= TASK DIRECTIONS =
Could you restate word for word every line from the one containing "[point] at the blue" to the end of the records, and nothing else?

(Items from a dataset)

- - - - - - -

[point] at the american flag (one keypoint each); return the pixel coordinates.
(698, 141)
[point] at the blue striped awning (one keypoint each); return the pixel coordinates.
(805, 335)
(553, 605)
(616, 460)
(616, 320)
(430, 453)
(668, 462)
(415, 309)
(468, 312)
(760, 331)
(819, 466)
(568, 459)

- - - - - - -

= RESULT BELOW =
[point] at the blue striped awning (one keypoint each); return the pixel coordinates.
(805, 335)
(553, 605)
(616, 460)
(616, 320)
(430, 453)
(668, 462)
(415, 309)
(468, 312)
(760, 331)
(819, 466)
(568, 459)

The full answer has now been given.